• _Objectives_:
[a] Reproduce verbatim the stretch of the operator-weight question from "Why the weight" through "contribution of $1/z^2$?".
[b] Extend the question about the weight of the exponential operator beyond its final sentence.

• _Selected excerpt_:

Why the weight of operator $:e^{ik\cdot X}:$ is $(\frac{\alpha'k^2}{4}, \frac{\alpha' k^2}{4})$?

From the solution manual and a similar procedure in the answers of this post Identity of Operator Product Expansion (OPE),

$$ T(z):e^{ik\cdot X}: \sim \frac{ \alpha' k^2}{4z^2} :e^{ik\cdot X(0,0)}: +\frac{1}{z} i k_{\mu} : \partial X^{\mu} (0) e^{ik\cdot X(0,0)}: (1)$$

(skip the antiholomorphic part.)

How Eq.(1) is related to the weight $(\frac{\alpha'k^2}{4}, \frac{\alpha' k^2}{4})$ without the contribution of $1/z^2$?

• _Recorded data_:
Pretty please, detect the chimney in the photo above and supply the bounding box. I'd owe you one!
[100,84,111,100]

• _Exercise responses_:
[a]
Why the weight of operator $:e^{ik\cdot X}:$ is $(\frac{\alpha'k^2}{4}, \frac{\alpha' k^2}{4})$?

From the solution manual and a similar procedure in the answers of this post Identity of Operator Product Expansion (OPE),

$$ T(z):e^{ik\cdot X}: \sim \frac{ \alpha' k^2}{4z^2} :e^{ik\cdot X(0,0)}: +\frac{1}{z} i k_{\mu} : \partial X^{\mu} (0) e^{ik\cdot X(0,0)}: (1)$$

(skip the antiholomorphic part.)

How Eq.(1) is related to the weight $(\frac{\alpha'k^2}{4}, \frac{\alpha' k^2}{4})$ without the contribution of $1/z^2$?

[b]
For my understanding, consider $T(z) :\mathrm{operator}:$ is to use the Ward identity (2.3.11) in Polchinski's string theory

$$\mathrm{Res}_{z \rightarrow z_0} j(z)A(z_0, \bar z_0) + \overline{\mathrm{Res}}_{\bar z \rightarrow \bar z_0} \tilde{j}(z)A(z_0, \bar z_0) = \frac{1}{i \epsilon} \delta A(z_0, \bar z_0)$$ with $j(z)=iv(z)T(z)$ and $\tilde{j}(z)=iv(z)\tilde{T}(z)$ thus we relate $T(z) :\mathrm{operator}:$ to $\delta :\mathrm{operator}:$

For example, the operator $X^{\mu}$, we got $\sim \frac{1}{z} \partial X^{\mu}(0)$. For conformal transformation $z \rightarrow \zeta z$, $\partial$ increase weight 1, $1/z$ decrease 1, thus the weight is (0,0).

However, how Eq. (1) is related to $(\frac{\alpha'k^2}{4}, \frac{\alpha' k^2}{4})$ without the contribution of $1/z^2$?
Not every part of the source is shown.